TASK DETAILS: Gather every line in the records below that contains the word "panel" and copy each one out. Match case exactly, so a line counts only if the word appears with the same capitalization.

DATA ENTRIES:
BEGIN

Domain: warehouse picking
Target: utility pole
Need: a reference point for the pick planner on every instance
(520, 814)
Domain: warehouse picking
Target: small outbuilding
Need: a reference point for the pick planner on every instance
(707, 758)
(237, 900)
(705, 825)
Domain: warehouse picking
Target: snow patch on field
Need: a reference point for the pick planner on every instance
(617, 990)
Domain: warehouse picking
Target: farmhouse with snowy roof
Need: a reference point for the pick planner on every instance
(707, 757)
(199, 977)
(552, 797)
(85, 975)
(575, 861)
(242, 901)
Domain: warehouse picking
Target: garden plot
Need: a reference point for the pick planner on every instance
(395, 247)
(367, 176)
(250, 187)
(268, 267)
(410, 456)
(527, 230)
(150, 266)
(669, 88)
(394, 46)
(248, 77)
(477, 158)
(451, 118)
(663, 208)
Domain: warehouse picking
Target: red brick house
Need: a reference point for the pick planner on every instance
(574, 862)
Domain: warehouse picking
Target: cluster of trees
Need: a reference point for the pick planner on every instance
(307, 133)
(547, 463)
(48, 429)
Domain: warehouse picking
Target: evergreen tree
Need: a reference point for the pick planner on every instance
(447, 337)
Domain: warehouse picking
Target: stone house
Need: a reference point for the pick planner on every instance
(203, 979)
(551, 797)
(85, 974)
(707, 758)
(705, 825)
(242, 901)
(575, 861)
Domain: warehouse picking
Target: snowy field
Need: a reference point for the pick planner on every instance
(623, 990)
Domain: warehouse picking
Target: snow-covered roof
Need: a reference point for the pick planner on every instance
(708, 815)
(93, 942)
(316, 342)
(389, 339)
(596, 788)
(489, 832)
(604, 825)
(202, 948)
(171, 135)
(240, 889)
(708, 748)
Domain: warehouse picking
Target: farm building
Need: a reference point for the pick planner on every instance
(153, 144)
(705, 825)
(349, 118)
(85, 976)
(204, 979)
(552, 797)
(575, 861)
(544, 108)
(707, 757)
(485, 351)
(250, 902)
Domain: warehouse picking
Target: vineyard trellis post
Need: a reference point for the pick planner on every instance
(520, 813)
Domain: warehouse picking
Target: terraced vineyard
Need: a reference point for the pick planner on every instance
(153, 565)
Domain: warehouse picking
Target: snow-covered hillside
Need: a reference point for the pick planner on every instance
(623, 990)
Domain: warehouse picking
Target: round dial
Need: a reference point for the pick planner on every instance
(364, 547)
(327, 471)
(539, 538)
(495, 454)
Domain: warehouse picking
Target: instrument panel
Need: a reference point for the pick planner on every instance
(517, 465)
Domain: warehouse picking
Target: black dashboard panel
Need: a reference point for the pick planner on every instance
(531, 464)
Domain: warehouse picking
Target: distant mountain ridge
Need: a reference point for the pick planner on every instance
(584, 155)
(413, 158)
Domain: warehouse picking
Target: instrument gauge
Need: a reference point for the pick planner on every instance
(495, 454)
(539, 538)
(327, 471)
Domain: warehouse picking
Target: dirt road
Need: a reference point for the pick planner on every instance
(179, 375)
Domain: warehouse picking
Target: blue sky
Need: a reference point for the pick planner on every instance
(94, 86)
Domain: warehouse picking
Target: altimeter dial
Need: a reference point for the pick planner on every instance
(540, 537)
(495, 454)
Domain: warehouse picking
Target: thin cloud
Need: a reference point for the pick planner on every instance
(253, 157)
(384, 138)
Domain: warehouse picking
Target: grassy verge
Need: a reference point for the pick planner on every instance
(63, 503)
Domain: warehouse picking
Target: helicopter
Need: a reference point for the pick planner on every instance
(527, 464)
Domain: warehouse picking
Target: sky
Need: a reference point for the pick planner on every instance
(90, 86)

END
BEGIN

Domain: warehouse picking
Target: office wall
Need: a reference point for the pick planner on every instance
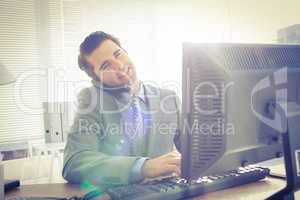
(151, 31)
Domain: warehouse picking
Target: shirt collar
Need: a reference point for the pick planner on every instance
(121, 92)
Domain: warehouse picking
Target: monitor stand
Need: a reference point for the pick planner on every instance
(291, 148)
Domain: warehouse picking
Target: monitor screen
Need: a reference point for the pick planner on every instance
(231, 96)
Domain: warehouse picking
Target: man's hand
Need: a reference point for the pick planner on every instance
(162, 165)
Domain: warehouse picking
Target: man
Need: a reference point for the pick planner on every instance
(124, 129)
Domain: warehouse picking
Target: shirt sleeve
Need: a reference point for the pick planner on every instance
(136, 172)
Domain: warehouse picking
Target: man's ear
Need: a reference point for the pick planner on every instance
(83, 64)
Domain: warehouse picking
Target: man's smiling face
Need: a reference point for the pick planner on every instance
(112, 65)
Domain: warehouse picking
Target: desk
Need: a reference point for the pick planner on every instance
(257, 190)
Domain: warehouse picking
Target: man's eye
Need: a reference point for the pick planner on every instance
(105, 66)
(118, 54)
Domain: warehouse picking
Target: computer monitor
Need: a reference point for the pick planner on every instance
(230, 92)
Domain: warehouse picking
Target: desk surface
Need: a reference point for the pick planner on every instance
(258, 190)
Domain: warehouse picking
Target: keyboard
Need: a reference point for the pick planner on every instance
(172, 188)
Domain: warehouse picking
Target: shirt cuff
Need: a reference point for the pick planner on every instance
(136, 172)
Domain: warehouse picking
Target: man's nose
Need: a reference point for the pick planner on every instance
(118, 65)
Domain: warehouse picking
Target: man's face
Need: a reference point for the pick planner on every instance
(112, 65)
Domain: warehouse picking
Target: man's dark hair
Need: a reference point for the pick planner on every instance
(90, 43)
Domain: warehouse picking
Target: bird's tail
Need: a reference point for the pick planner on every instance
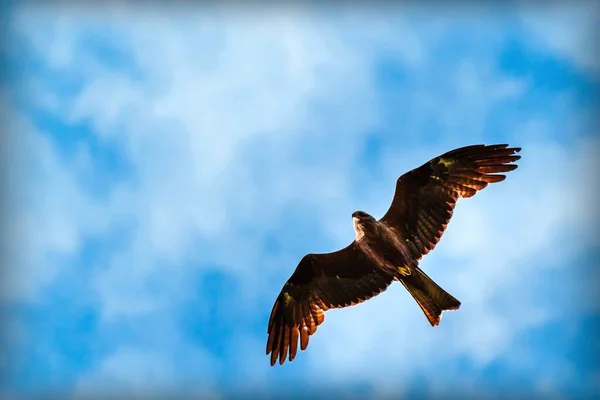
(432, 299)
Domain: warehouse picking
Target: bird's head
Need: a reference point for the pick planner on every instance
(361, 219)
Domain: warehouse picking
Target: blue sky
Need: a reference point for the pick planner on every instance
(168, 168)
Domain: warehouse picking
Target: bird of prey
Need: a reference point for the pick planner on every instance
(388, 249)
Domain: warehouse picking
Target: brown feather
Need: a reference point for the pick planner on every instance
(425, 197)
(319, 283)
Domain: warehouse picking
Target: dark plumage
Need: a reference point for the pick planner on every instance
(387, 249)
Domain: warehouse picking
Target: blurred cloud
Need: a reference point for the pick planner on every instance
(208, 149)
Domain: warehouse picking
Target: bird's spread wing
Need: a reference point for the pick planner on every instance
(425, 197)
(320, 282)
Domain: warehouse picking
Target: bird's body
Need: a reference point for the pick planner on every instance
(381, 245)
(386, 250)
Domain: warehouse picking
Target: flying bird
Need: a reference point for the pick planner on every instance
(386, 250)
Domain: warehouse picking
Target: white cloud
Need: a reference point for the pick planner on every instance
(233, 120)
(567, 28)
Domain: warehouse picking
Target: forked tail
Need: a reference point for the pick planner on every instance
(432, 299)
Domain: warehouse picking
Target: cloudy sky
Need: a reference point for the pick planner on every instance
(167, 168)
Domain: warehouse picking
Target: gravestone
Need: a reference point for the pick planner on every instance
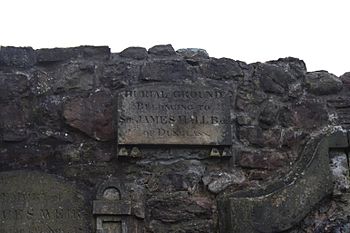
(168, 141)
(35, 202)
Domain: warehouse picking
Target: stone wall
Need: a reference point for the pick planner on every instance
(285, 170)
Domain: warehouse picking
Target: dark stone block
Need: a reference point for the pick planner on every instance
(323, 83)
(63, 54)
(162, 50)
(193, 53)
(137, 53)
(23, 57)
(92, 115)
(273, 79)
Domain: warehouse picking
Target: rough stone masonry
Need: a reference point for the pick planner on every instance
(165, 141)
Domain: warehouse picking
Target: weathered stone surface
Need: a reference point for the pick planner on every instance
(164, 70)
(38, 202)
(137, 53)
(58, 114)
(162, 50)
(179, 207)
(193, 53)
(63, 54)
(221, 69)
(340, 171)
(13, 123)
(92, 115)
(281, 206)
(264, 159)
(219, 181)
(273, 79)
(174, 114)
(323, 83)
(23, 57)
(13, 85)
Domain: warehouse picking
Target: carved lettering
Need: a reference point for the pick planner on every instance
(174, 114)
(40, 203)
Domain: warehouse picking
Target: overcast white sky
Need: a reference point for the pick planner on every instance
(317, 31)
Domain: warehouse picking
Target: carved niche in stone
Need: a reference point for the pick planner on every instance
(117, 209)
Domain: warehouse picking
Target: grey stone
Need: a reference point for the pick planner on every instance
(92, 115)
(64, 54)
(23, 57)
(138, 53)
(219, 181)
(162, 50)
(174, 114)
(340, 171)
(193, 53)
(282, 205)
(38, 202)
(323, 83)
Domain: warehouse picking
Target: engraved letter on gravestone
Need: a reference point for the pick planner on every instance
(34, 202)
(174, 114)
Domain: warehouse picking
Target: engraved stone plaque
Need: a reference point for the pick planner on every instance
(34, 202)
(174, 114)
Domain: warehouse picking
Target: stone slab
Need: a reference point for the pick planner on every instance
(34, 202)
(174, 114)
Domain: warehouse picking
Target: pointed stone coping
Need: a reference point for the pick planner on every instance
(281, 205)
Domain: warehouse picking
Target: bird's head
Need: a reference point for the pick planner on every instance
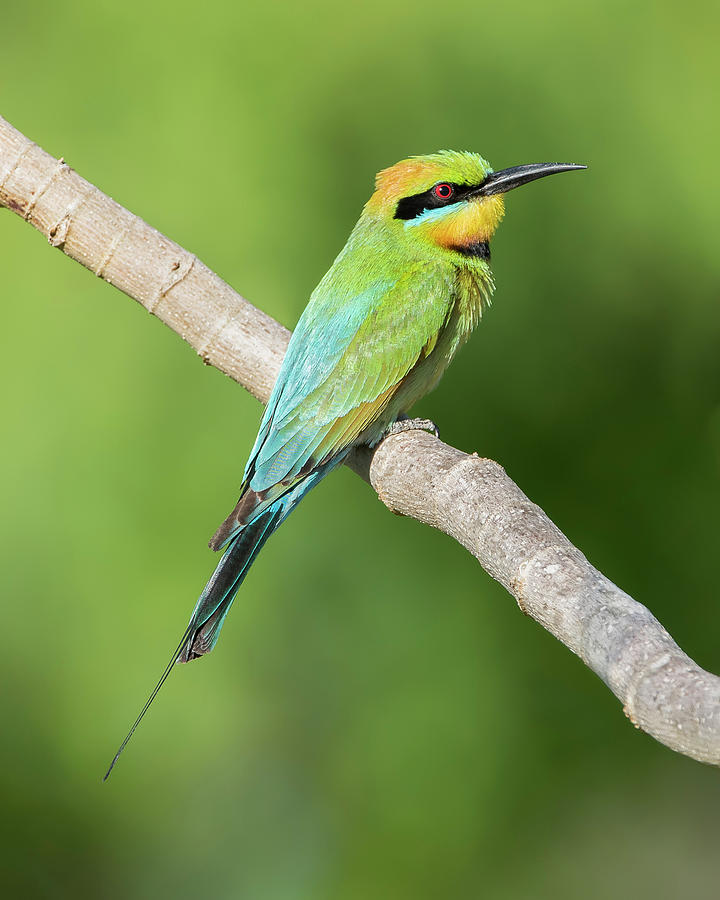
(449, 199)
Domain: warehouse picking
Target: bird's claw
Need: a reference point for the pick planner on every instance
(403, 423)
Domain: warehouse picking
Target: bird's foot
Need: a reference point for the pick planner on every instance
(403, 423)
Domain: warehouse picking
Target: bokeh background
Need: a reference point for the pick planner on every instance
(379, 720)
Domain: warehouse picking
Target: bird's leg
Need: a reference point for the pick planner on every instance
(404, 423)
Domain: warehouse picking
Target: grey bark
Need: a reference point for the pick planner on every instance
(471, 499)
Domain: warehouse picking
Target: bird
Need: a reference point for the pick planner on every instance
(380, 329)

END

EXERCISE RESULT:
Target: instrument panel
Target: black dashboard panel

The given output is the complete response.